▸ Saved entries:
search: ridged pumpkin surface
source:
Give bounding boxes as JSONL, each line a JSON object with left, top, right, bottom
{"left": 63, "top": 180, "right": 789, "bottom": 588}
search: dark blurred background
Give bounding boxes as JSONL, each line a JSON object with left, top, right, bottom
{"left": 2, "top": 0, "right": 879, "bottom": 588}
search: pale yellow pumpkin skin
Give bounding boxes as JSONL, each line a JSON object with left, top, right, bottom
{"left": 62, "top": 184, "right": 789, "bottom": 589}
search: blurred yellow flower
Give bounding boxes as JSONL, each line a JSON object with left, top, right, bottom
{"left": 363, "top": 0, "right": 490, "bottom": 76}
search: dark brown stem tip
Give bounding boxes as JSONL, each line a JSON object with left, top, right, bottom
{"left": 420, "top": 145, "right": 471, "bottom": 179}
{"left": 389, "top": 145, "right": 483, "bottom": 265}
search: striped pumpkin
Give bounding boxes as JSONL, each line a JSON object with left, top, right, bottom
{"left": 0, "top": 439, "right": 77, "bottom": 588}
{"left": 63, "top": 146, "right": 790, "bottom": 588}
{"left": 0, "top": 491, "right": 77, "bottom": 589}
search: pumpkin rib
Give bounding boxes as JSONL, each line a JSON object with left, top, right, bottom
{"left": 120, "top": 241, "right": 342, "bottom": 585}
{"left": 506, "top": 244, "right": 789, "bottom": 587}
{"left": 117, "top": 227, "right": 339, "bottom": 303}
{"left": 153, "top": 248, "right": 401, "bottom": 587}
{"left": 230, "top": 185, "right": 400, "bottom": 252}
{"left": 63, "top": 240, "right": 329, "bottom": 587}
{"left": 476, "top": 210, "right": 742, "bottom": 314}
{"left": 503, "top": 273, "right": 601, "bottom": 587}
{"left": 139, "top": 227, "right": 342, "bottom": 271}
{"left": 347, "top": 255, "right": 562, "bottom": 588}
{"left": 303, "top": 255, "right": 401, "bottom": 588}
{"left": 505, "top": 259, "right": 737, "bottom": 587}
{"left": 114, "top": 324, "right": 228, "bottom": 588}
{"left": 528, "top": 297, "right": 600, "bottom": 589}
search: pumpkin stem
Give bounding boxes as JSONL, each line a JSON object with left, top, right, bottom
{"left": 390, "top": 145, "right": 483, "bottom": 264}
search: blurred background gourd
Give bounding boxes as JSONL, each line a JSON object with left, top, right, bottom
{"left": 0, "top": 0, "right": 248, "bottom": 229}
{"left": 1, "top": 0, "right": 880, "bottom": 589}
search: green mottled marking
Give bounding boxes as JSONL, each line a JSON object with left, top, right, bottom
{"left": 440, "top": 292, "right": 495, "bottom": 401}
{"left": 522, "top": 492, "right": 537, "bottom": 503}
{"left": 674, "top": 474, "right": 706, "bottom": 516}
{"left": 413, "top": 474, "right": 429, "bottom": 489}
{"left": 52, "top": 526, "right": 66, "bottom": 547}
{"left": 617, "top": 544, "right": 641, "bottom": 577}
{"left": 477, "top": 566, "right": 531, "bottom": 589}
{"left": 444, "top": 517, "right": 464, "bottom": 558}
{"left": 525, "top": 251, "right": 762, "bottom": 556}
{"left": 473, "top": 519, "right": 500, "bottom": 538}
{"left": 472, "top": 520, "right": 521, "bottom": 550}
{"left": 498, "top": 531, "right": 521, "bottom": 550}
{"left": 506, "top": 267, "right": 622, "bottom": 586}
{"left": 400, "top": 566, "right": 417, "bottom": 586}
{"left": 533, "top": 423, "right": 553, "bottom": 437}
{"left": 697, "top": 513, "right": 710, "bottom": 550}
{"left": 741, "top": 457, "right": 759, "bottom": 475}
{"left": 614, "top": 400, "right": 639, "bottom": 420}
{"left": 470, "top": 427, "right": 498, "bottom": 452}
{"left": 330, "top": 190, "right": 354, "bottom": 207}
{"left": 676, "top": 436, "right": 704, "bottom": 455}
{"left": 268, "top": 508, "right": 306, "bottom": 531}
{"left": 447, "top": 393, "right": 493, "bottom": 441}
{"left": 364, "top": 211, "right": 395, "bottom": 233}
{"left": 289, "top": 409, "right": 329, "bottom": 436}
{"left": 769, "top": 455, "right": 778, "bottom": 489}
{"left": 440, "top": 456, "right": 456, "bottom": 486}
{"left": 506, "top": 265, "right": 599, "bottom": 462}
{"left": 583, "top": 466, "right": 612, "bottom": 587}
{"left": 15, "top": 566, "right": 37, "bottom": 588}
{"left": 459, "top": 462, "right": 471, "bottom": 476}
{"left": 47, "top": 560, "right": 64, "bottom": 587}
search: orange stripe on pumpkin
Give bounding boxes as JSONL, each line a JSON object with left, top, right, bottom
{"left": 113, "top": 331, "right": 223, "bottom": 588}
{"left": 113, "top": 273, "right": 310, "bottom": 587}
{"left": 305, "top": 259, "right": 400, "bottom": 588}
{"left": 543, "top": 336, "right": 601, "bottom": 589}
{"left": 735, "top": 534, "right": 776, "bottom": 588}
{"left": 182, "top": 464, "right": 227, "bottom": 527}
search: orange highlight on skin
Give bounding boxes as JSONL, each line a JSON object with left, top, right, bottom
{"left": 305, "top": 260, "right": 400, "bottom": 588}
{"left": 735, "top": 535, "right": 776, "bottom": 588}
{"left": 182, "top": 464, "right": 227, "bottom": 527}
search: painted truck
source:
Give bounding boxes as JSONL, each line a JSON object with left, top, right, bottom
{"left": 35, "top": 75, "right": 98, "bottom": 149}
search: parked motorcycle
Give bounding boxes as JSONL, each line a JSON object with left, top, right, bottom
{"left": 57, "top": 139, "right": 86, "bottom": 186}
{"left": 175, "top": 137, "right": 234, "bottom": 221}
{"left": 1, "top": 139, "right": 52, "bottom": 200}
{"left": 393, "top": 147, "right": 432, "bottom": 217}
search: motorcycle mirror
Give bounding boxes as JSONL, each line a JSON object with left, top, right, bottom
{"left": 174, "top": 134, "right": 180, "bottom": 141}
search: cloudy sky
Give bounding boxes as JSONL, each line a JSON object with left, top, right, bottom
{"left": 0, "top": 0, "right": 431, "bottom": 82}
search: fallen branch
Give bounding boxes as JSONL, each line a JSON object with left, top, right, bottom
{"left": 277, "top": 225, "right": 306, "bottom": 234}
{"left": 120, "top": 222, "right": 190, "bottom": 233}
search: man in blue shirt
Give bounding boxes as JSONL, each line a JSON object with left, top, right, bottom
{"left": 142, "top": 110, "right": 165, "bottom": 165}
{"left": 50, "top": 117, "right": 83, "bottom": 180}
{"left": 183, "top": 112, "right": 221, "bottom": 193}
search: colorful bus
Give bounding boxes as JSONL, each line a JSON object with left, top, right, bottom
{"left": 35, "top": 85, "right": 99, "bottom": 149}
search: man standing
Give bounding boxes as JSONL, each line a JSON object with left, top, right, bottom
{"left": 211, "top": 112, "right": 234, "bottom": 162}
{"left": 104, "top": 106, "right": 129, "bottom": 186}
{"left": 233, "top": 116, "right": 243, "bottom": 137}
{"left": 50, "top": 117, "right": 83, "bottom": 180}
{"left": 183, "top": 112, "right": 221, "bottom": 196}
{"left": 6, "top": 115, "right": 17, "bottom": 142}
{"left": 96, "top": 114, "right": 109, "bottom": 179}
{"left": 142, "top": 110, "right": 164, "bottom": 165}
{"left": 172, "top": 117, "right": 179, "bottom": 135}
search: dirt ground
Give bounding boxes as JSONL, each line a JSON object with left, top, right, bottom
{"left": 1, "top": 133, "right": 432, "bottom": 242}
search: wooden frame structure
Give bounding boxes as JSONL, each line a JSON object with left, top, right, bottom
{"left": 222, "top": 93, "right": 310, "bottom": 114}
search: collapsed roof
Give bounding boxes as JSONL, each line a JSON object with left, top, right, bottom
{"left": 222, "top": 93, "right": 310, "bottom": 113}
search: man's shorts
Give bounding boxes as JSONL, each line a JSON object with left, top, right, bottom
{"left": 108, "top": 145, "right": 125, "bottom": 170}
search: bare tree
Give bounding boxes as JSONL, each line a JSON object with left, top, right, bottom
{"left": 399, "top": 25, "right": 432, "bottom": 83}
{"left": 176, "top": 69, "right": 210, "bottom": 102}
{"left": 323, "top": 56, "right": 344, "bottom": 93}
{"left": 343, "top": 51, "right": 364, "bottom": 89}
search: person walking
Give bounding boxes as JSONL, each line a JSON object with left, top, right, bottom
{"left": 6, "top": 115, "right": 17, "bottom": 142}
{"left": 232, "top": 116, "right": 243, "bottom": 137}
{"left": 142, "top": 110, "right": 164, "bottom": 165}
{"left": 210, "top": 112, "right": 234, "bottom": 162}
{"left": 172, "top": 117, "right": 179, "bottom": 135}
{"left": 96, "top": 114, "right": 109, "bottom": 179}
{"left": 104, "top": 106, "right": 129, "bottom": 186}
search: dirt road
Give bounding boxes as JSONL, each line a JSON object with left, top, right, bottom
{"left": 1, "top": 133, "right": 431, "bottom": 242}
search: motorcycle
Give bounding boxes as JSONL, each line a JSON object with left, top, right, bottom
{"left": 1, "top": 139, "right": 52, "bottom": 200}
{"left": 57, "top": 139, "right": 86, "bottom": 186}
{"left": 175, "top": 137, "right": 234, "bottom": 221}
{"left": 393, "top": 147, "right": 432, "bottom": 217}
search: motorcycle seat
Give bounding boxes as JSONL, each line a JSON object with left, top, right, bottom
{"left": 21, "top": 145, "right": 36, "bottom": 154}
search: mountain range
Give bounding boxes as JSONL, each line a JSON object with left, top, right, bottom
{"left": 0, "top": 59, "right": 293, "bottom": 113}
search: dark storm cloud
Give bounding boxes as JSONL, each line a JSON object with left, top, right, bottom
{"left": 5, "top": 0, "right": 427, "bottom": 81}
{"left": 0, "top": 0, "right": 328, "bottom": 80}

▸ Your task:
When the records above are checked line by line, how many lines contain the word "yellow"? Please give only that number.

▸ Result below:
2